Still, many journalists were deeply committed to the idea that Massachusetts voters (suddenly, according to the punditocracy, speaking on behalf of America) had rejected health care reform, and they went about trying to find evidence -- any evidence -- to fit that conclusion. The biggest reach may have come on MSNBC yesterday morning, where anchor Savannah Guthrie seemed to think the fact that Brown signed his autograph with the number 41 -- he will be the 41st Republican senator, giving the GOP the ability to sustain filibusters all by themselves -- was a smoking gun.
That's right: Brown, who said "all Americans deserve health care coverage" and said the election was not a referendum on health care, signed his name with a 41 at the end, so Massachusetts voters must have been rejecting health care reform! That's about as lame an explanation as you could possibly think of, but Guthrie's colleague Chris Matthews peddled it later that day, too.
Most important: What does it actually mean if the election was a "referendum" on health care? What does that say about what Democrats have done for the past year, and what they should do over the next? The answers aren't as simple as much of the media coverage would suggest.
Actually, the shallowness of the media's political analysis this week wasn't limited to health care; it showed in their insistence that President Obama and the Democrats were guilty of "overreaching" on a wide range of issues. Time ran an article headlined "Five Ways Obama Went Wrong" that was typical of the establishment media's reaction to recent events. Time's "five ways" included:
- The challenges were just too big for any one man.
- Crises are not opportunities; they are just crises.
- The Obama mandate was not what it seemed.
- Health care is just too hard.
- Americans just don't like government.
Note that all five really boil down to the same thing: Obama tried to do too much.
Now, it's possible that's true. But there are other assessments that are at least as plausible.
For example: The stimulus package passed by the Democratic Congress and signed by President Obama last year was significantly smaller than it should have been, according to many economists -- and a sizable chunk of it was devoted to tax cuts included in part in a (largely unsuccessful) effort to win support from conservatives. Had that package been much larger and more focused on things that would provide more immediate stimulus, it's possible the economy would have shown greater improvement over the past year. And that would have almost certainly resulted in a political environment that is more favorable to the Democrats.

**Collected data:**

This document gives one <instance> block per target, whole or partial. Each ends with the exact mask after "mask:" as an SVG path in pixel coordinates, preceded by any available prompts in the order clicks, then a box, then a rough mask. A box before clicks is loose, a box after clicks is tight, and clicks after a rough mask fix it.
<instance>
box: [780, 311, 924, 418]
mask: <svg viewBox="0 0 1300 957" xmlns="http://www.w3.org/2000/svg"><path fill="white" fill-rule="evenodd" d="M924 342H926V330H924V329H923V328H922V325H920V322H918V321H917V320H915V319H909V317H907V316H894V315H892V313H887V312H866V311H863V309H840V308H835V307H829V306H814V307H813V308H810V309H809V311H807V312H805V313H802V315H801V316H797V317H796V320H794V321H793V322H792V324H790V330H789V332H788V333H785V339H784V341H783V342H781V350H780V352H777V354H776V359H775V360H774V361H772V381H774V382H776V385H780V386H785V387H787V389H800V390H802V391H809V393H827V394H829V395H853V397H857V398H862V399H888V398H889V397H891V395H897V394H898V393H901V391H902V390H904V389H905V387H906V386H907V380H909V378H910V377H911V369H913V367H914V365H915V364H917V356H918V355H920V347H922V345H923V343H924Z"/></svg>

**What to do:** Rewrite the commentary on media coverage of the Massachusetts election from "Actually, the shallowness" to "are just crises.", replacing "overreaching" with "overextending".

**Solution:**
Actually, the shallowness of the media's political analysis this week wasn't limited to health care; it showed in their insistence that President Obama and the Democrats were guilty of "overextending" on a wide range of issues. Time ran an article headlined "Five Ways Obama Went Wrong" that was typical of the establishment media's reaction to recent events. Time's "five ways" included:
- The challenges were just too big for any one man.
- Crises are not opportunities; they are just crises.